◆ **TASK OBJECTIVE**
Rescale the records from the line with "the dark wooden" up to and including the line with "point(659, 295)": write out every line in that range again, multiplying the coordinates in the answer points by 1.1 and rounding to whole numbers, with halves rounded up. All other lines and numbers stay unchanged.

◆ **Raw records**
=======

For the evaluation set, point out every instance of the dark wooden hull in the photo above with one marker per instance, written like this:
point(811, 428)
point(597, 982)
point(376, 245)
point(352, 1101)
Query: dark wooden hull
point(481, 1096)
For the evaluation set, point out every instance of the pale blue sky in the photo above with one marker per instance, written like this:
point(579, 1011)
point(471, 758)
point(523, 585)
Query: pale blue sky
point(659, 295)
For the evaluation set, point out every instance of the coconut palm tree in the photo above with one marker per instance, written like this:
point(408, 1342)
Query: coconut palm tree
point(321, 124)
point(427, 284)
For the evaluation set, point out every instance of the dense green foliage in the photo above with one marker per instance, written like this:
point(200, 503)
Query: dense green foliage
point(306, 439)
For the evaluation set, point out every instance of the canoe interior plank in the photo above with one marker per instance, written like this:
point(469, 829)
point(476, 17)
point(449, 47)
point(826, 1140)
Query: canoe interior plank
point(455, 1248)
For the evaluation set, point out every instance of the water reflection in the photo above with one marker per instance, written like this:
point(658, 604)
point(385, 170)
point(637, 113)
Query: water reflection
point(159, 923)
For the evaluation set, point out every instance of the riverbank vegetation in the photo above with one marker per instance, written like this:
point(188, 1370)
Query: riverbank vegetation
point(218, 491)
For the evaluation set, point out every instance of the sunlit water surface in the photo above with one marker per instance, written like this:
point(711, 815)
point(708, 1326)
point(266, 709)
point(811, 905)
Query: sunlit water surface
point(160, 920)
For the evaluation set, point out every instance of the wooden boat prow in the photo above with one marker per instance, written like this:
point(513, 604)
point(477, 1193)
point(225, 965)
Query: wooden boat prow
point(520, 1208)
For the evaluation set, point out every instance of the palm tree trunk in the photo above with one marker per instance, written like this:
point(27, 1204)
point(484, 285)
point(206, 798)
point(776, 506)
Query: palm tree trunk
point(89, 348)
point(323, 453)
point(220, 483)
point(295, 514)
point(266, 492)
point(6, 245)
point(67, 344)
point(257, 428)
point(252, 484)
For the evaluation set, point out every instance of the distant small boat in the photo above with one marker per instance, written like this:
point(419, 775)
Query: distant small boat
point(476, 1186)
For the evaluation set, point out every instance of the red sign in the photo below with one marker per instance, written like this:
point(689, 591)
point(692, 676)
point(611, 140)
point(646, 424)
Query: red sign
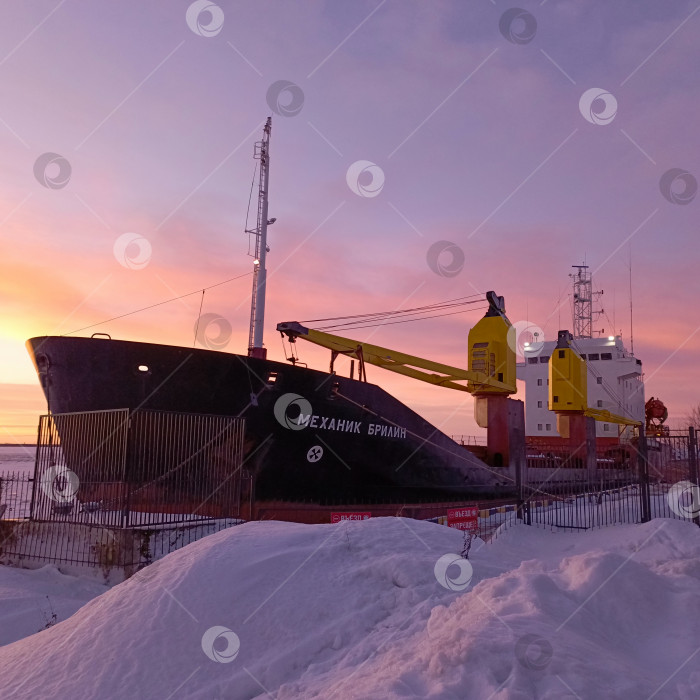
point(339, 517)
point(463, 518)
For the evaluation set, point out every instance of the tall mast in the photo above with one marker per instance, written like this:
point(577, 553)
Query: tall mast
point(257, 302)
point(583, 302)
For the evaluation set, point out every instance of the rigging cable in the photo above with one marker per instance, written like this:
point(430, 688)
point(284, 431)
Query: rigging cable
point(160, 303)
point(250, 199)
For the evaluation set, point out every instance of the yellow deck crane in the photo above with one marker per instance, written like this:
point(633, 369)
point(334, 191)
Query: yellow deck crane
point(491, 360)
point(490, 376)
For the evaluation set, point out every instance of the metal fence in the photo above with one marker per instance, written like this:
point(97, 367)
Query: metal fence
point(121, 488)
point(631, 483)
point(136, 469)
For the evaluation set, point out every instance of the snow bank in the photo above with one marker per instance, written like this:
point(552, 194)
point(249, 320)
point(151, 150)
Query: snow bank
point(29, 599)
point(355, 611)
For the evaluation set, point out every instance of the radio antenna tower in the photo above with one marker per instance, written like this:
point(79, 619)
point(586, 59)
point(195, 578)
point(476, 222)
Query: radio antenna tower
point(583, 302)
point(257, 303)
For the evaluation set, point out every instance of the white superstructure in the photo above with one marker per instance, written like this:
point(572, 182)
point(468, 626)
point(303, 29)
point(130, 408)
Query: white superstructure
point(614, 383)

=======

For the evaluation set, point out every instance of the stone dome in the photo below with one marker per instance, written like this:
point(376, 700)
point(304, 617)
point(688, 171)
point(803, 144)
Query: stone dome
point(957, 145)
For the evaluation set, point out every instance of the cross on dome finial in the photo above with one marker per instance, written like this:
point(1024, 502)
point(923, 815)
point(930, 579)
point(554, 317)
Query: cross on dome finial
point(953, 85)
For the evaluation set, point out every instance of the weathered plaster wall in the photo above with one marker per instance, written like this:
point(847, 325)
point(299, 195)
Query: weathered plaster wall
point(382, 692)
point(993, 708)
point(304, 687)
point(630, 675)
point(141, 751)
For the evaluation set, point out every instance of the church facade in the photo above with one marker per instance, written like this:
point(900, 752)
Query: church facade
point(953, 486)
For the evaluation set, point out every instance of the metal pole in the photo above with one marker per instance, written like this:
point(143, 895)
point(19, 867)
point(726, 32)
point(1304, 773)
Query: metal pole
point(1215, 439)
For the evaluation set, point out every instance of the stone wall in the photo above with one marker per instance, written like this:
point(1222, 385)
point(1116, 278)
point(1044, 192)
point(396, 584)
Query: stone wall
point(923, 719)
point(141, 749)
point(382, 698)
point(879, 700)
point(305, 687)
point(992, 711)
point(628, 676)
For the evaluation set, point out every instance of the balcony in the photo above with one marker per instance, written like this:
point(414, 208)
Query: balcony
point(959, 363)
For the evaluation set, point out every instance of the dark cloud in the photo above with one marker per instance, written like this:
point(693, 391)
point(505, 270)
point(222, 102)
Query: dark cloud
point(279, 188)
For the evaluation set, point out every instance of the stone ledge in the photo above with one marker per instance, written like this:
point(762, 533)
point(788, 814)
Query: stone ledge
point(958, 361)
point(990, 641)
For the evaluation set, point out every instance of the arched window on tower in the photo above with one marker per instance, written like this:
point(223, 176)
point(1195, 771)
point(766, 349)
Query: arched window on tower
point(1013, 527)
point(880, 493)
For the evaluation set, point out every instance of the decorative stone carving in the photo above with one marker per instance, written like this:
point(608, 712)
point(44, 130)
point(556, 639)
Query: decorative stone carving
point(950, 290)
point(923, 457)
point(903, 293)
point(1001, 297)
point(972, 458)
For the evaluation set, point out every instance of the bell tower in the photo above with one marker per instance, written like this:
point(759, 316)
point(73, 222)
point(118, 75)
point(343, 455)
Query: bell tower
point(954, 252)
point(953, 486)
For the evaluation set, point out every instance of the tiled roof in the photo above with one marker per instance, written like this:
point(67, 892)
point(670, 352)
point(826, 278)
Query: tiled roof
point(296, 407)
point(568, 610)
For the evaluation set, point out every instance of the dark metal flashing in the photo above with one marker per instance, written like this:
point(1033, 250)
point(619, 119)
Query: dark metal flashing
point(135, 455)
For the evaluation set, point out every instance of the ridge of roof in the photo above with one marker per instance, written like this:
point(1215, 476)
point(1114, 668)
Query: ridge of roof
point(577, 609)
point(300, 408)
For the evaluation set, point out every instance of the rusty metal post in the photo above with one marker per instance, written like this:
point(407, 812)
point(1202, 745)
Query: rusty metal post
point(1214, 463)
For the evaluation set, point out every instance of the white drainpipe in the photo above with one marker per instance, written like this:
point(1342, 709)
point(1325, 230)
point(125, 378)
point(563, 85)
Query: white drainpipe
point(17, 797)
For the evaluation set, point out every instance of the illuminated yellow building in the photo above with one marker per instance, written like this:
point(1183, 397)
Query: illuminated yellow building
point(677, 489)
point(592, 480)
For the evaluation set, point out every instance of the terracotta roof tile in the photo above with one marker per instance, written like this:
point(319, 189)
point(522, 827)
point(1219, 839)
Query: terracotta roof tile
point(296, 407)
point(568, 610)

=======

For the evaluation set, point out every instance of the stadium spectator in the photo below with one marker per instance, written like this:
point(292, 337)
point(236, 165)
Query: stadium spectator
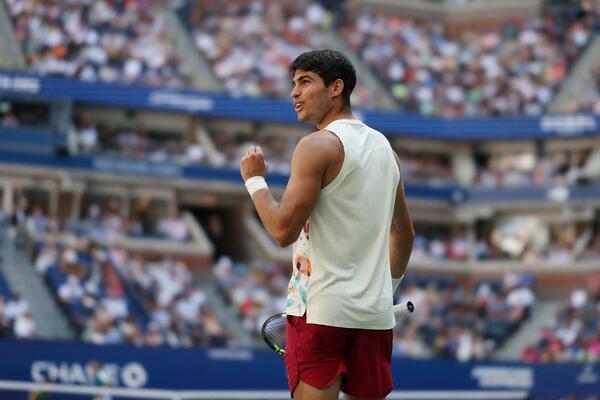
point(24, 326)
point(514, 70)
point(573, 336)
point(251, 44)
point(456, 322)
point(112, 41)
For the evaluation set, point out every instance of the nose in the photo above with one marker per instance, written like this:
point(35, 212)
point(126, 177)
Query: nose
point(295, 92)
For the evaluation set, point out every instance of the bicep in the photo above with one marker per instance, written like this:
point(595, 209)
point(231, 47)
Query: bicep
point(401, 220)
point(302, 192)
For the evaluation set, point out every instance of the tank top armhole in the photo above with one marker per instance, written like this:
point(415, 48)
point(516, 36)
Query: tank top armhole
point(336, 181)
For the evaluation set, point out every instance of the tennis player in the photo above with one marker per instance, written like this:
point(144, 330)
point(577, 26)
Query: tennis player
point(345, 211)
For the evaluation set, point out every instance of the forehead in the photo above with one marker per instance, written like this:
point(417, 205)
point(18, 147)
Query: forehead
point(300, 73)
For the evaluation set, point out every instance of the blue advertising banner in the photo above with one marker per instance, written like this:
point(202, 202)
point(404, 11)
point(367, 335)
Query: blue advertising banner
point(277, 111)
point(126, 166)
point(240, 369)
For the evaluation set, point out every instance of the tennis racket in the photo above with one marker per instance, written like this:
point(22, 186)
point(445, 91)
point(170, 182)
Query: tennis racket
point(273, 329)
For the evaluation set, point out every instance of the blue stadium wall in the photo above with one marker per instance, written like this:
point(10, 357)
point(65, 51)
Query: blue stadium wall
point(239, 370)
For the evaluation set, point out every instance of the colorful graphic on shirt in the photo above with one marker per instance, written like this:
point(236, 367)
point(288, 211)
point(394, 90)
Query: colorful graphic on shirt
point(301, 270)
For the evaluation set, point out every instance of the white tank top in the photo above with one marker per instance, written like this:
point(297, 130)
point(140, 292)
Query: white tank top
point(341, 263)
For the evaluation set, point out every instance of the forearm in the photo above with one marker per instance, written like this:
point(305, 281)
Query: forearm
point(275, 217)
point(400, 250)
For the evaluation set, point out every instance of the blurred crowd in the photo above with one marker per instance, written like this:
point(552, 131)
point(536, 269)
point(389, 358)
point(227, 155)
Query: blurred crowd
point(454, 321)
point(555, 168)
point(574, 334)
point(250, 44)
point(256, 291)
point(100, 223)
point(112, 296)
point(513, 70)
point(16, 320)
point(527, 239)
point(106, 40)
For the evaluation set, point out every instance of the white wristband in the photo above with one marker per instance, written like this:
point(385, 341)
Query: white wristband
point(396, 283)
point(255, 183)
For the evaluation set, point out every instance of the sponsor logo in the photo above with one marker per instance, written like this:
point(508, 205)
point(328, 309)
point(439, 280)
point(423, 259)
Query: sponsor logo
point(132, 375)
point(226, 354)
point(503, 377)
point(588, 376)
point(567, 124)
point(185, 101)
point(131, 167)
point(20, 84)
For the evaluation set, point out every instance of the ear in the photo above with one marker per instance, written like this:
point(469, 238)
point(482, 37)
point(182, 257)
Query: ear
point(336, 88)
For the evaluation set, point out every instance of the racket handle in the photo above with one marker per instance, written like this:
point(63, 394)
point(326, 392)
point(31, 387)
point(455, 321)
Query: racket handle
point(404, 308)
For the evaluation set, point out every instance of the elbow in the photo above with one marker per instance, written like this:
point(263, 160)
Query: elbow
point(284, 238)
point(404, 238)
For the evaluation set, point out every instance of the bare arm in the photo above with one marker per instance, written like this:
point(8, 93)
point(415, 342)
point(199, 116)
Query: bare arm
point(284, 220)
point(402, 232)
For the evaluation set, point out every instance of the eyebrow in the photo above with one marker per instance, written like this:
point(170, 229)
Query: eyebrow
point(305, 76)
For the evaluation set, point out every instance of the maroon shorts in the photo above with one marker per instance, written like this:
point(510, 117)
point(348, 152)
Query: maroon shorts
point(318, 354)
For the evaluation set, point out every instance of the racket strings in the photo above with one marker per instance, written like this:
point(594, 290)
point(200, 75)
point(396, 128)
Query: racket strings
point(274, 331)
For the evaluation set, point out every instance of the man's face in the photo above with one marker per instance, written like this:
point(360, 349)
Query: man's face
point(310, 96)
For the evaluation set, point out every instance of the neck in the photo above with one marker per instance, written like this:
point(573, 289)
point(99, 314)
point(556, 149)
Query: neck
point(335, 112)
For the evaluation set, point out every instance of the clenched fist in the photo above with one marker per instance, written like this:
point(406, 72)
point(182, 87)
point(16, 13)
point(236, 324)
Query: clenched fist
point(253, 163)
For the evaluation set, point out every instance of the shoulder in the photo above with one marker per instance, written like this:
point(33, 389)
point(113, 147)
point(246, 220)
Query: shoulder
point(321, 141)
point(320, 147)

=======

◆ **EXERCISE RESPONSE**
For the evaluation set, point out every instance of the dark wooden hull in the photo above with one marker per instance, written like this:
point(811, 428)
point(597, 982)
point(376, 245)
point(352, 1101)
Query: dark wooden hull
point(529, 1206)
For the evaluation set, point out every instance of the pale blue sky in the photo above with one marker per instance, written like this:
point(579, 1011)
point(471, 758)
point(523, 585)
Query: pale blue sky
point(725, 325)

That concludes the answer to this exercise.